Show each line of the data below that contains the string "light".

(Collection entries)
● ● ● ● ●
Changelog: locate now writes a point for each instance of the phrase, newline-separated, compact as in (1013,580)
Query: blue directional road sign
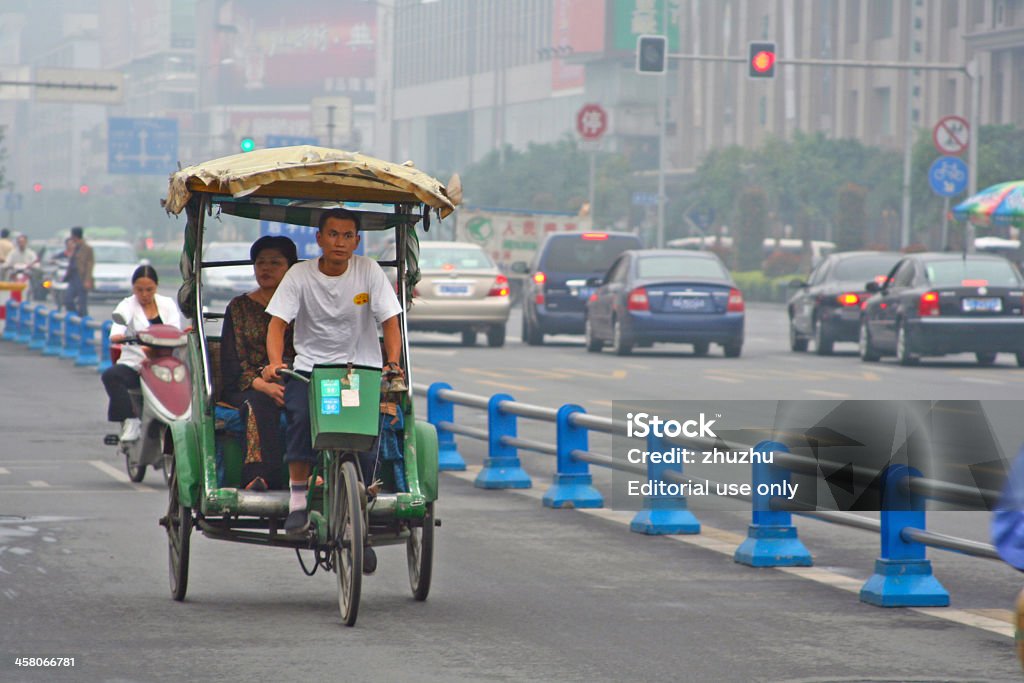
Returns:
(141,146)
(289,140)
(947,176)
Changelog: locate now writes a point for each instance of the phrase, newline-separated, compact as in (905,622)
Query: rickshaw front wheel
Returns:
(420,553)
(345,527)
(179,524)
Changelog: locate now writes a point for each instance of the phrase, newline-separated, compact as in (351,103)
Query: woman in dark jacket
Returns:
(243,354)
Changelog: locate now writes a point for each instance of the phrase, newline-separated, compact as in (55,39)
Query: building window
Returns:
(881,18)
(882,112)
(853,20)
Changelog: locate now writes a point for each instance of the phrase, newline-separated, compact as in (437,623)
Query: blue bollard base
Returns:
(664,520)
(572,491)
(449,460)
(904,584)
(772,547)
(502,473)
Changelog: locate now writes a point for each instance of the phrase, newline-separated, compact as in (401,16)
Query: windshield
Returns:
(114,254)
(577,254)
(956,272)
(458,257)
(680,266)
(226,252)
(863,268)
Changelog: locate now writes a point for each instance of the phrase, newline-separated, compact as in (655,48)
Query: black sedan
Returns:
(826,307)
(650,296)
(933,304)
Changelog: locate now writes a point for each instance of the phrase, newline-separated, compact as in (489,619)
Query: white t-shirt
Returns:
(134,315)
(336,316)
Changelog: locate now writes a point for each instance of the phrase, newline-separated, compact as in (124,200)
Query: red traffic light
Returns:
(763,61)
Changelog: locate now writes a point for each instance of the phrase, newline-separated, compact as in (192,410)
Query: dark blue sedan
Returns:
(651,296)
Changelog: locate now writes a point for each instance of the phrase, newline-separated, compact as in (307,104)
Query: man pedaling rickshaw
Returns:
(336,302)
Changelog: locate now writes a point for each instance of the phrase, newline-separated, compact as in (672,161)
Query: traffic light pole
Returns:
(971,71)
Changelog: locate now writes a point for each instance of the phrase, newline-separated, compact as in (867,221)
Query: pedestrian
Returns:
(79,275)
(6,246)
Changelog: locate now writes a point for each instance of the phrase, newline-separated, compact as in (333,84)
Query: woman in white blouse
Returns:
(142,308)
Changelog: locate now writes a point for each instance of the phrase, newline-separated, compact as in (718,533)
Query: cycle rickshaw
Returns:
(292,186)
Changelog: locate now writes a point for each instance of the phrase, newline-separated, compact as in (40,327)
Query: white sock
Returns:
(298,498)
● ● ● ● ●
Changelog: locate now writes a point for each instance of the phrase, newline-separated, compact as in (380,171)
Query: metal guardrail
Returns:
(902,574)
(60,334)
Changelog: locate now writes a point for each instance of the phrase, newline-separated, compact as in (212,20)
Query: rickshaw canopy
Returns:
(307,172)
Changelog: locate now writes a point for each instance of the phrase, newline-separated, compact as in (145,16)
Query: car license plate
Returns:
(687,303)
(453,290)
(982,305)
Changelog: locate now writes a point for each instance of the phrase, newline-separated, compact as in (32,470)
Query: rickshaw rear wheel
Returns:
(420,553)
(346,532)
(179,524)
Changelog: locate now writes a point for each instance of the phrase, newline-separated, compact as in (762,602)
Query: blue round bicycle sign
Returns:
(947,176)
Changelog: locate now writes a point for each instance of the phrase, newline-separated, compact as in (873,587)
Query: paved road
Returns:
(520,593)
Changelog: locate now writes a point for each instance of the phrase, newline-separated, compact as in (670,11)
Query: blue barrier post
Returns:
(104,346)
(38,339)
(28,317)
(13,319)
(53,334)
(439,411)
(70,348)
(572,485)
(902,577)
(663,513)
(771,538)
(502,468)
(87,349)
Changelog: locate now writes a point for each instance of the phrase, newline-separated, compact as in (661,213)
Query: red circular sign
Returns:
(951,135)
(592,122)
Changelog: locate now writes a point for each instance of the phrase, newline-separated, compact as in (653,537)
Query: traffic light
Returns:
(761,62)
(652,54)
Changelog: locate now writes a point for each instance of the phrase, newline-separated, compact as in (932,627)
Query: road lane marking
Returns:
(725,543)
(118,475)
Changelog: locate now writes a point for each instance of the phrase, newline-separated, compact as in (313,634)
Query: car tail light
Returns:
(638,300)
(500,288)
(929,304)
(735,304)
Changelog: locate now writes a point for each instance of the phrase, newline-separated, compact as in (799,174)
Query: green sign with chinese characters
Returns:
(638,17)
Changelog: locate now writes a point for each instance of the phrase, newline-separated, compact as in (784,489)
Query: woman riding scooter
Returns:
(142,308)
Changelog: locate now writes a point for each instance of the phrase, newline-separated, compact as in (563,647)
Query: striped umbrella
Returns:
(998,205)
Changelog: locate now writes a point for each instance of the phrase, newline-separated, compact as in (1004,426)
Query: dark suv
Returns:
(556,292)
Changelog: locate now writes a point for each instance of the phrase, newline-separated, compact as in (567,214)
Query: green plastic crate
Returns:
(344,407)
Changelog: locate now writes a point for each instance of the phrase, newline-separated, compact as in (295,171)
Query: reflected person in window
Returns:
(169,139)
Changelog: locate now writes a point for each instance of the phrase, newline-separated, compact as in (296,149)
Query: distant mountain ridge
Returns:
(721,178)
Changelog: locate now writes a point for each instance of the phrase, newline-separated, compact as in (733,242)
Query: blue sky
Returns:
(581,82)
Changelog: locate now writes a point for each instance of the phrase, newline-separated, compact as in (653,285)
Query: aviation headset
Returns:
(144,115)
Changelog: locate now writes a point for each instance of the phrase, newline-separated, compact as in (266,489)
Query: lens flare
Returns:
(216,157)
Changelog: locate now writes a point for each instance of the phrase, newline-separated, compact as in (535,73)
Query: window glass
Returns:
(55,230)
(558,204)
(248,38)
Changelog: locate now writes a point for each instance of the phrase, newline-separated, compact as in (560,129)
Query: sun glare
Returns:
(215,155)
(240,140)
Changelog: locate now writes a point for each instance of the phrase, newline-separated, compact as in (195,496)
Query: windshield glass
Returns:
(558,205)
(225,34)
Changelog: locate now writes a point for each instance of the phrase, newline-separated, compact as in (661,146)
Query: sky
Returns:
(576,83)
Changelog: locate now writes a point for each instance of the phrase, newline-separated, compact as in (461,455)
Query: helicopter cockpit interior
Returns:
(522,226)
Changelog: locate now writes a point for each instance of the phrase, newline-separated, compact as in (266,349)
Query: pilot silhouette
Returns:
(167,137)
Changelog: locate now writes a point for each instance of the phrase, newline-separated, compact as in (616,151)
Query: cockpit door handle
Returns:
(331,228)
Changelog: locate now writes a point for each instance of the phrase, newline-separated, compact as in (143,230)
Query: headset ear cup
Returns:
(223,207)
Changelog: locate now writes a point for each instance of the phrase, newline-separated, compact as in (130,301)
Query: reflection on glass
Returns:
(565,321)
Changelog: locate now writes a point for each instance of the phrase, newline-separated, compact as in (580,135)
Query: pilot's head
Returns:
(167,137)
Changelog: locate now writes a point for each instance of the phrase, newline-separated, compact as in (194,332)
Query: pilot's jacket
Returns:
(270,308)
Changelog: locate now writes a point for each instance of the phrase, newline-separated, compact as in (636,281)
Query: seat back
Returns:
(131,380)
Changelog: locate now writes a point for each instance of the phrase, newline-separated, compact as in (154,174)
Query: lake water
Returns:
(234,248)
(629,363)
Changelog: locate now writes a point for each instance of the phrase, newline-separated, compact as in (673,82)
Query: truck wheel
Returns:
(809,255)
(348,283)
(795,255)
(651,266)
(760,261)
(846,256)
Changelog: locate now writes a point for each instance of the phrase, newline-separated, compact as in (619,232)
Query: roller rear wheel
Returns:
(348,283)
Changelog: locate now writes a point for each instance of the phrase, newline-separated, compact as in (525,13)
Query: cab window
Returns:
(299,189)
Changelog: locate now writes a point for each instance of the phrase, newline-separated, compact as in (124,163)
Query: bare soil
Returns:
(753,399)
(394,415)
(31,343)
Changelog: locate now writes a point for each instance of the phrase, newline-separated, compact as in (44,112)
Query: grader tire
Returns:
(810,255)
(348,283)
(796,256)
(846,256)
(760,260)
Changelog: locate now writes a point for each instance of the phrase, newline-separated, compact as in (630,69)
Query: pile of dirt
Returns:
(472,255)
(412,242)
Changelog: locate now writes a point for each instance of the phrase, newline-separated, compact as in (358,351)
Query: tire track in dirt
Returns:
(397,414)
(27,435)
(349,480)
● ● ● ● ●
### Answer for this exercise
Query: red traffic light
Query: traffic light pole
Query: traffic light
Query: car tail light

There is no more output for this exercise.